- [Excerto selecionado]:
"""

No cenário proposto por Jorge, Rita, Mário e Sandra, o Jardim da Parada também seria prolongado de fachada a fachada com trânsito rodoviário apenas nas esquinas; esse trânsito, como referido, seria muito reduzido e circunstancial, pois todas as ruas que iriam entroncar no jardim passariam a ter um desenho pedonal e contar com espaços verdes. Por outro lado, a necessidade de estacionamento poderá ser ressarcida através do novo parque previsto para a Pátio das Sedas com 600 lugares, do silo de 80 lugares projectado para a Travessa Bahuto, perto do Cemitério dos Prazeres, ou até mesmo de um acordo com o Centro Comercial das Amoreiras para a cedência de estacionamento durante a noite. Ou seja, poderia ser feita uma transferência do estacionamento à superfície para o estacionamento em parque, de modo a dar outros usos a esse espaço público superficial. Tal como fez Barcelona.

"""

- [Registos fornecidos]:
"""

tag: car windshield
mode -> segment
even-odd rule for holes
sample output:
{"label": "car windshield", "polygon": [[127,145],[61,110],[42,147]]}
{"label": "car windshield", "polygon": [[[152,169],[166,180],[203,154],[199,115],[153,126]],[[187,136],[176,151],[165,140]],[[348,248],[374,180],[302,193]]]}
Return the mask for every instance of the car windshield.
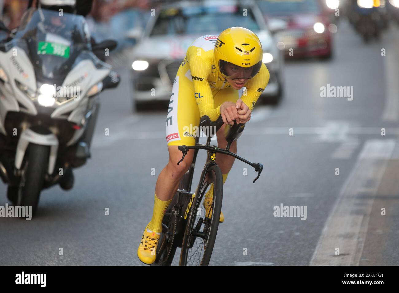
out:
{"label": "car windshield", "polygon": [[320,12],[317,0],[264,0],[258,4],[262,13],[269,15]]}
{"label": "car windshield", "polygon": [[11,42],[29,56],[39,80],[65,77],[81,53],[91,49],[83,16],[41,9],[27,12]]}
{"label": "car windshield", "polygon": [[[247,13],[243,16],[243,9]],[[162,11],[150,35],[209,33],[233,26],[259,30],[252,12],[239,5],[190,6]]]}

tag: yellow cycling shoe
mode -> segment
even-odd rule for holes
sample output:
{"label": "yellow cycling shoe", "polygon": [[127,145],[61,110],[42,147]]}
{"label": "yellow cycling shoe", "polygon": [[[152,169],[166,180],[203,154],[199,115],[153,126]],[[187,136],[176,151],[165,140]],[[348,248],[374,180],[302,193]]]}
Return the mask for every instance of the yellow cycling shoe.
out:
{"label": "yellow cycling shoe", "polygon": [[[212,209],[211,208],[211,206],[213,201],[213,199],[212,197],[205,198],[203,200],[203,207],[205,208],[206,210],[205,216],[207,218],[212,218]],[[219,222],[221,223],[224,222],[224,215],[223,214],[221,211],[220,211],[220,218],[219,219]]]}
{"label": "yellow cycling shoe", "polygon": [[146,227],[141,238],[141,242],[137,250],[137,256],[142,262],[146,264],[150,265],[155,261],[156,257],[156,246],[160,235],[155,232],[150,233],[147,231],[150,223]]}

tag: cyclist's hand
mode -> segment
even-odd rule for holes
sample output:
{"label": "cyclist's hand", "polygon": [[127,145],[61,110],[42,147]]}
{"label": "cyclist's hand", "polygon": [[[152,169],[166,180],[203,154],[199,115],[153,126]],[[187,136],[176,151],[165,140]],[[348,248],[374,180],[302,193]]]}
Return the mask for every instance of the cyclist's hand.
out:
{"label": "cyclist's hand", "polygon": [[220,115],[225,124],[233,125],[235,123],[239,123],[238,113],[236,108],[235,104],[232,102],[225,102],[220,106]]}
{"label": "cyclist's hand", "polygon": [[246,123],[251,119],[251,110],[241,99],[239,99],[235,102],[238,118],[240,123]]}

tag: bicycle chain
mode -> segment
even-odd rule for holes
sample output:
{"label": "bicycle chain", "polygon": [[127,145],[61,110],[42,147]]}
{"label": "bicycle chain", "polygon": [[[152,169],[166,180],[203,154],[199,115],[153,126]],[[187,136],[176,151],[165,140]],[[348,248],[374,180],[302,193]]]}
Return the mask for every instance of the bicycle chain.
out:
{"label": "bicycle chain", "polygon": [[174,240],[174,236],[176,234],[176,226],[177,225],[177,212],[174,208],[173,209],[173,216],[175,217],[174,223],[173,225],[173,236],[172,236],[172,241],[170,242],[170,249],[168,250],[168,255],[166,256],[166,258],[165,259],[164,262],[166,262],[168,261],[168,259],[169,258],[169,255],[170,254],[170,251],[172,250],[172,246],[173,246],[173,242]]}

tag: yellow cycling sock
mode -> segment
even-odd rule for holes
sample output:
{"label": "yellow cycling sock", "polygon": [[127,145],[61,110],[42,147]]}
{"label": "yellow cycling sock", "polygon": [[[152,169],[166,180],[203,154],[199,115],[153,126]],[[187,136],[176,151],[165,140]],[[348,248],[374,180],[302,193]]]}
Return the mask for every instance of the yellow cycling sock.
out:
{"label": "yellow cycling sock", "polygon": [[[226,179],[227,179],[227,175],[229,175],[228,172],[227,172],[226,174],[222,174],[222,176],[223,177],[223,184],[224,184],[225,182],[226,182]],[[211,183],[211,186],[209,189],[209,190],[208,191],[208,192],[207,192],[206,194],[205,195],[205,198],[207,199],[209,197],[213,197],[213,184]]]}
{"label": "yellow cycling sock", "polygon": [[172,199],[164,201],[156,197],[156,195],[154,195],[154,211],[152,212],[152,218],[151,219],[148,228],[151,231],[156,233],[160,233],[162,232],[162,219],[164,218],[164,214],[166,208],[172,201]]}

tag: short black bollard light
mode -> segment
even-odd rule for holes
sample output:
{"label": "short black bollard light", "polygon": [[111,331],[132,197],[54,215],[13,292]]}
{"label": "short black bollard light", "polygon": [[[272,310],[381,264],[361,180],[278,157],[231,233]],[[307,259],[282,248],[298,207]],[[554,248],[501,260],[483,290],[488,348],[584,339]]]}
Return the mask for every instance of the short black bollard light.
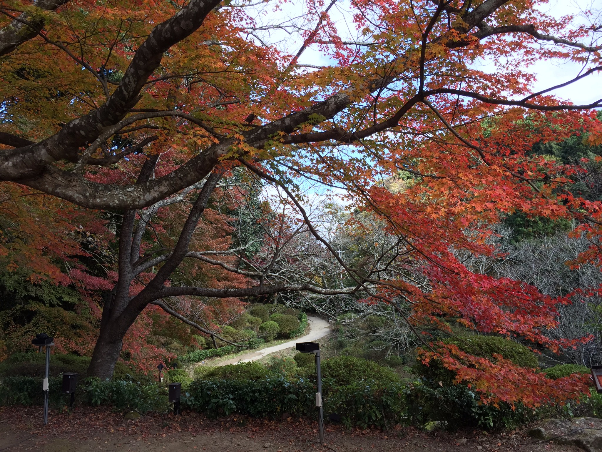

"""

- [Instrução 1]: Reescreva tudo o que vai de "No cenário proposto" até "como fez Barcelona." no texto sobre o Jardim da Parada, trocando "Barcelona" por "Copenhaga".
- [Instrução 2]: Diga, por favor, se cada afirmação está de acordo com o texto sobre o Jardim da Parada, respondendo sim ou não e citando as palavras do texto que o decidem. (a) O silo projectado para a Travessa Bahuto teria 80 lugares. (b) O trânsito nas esquinas do Jardim da Parada seria intenso. (c) O acordo com o Centro Comercial das Amoreiras previa a cedência de estacionamento durante o dia.
- [Instrução 3]: Prossiga o texto sobre o Jardim da Parada a partir da última frase apresentada.

- [Resultado 1]:
No cenário proposto por Jorge, Rita, Mário e Sandra, o Jardim da Parada também seria prolongado de fachada a fachada com trânsito rodoviário apenas nas esquinas; esse trânsito, como referido, seria muito reduzido e circunstancial, pois todas as ruas que iriam entroncar no jardim passariam a ter um desenho pedonal e contar com espaços verdes. Por outro lado, a necessidade de estacionamento poderá ser ressarcida através do novo parque previsto para a Pátio das Sedas com 600 lugares, do silo de 80 lugares projectado para a Travessa Bahuto, perto do Cemitério dos Prazeres, ou até mesmo de um acordo com o Centro Comercial das Amoreiras para a cedência de estacionamento durante a noite. Ou seja, poderia ser feita uma transferência do estacionamento à superfície para o estacionamento em parque, de modo a dar outros usos a esse espaço público superficial. Tal como fez Copenhaga.

- [Resultado 2]:
(a) Sim: "do silo de 80 lugares projectado para a Travessa Bahuto".
(b) Não: "esse trânsito, como referido, seria muito reduzido e circunstancial".
(c) Não: "para a cedência de estacionamento durante a noite".

- [Resultado 3]:
De Barcelona para Lisboa

Nos “superquarteirões” de Barcelona, o barulho dos carros não se faz ouvir, sendo substituído pelo som de pessoas a falar, de crianças a brincar ou dos pássaros. O ar é mais fresco devido à maior cobertura verde e também menos poluído – num dos superquarteirões da capital catalã, verificou-se uma diminuição da concentração de dióxido de azoto em 25% e de partículas poluentes em 17%. Os carros podem entrar se precisarem, mas circulam devagar e respeitando o espaço enquanto zona de coexistência, onde a prioridade é dada ao peão e o limite de velocidade é de 20 km/h. Há espaços para as cargas e descargas serem feitas na mesma e outras zonas para paragens rápidas, seja para descarregar um volume maior ou para apanhar um passageiro com a sua mobilidade condicionada. No entanto, como a prioridade é dada ao caminhar, as pessoas acabam por fazer a sua vida a pé, ou mesmo de bicicleta, incluindo ir a supermercados de bairro satisfazer as suas necessidades.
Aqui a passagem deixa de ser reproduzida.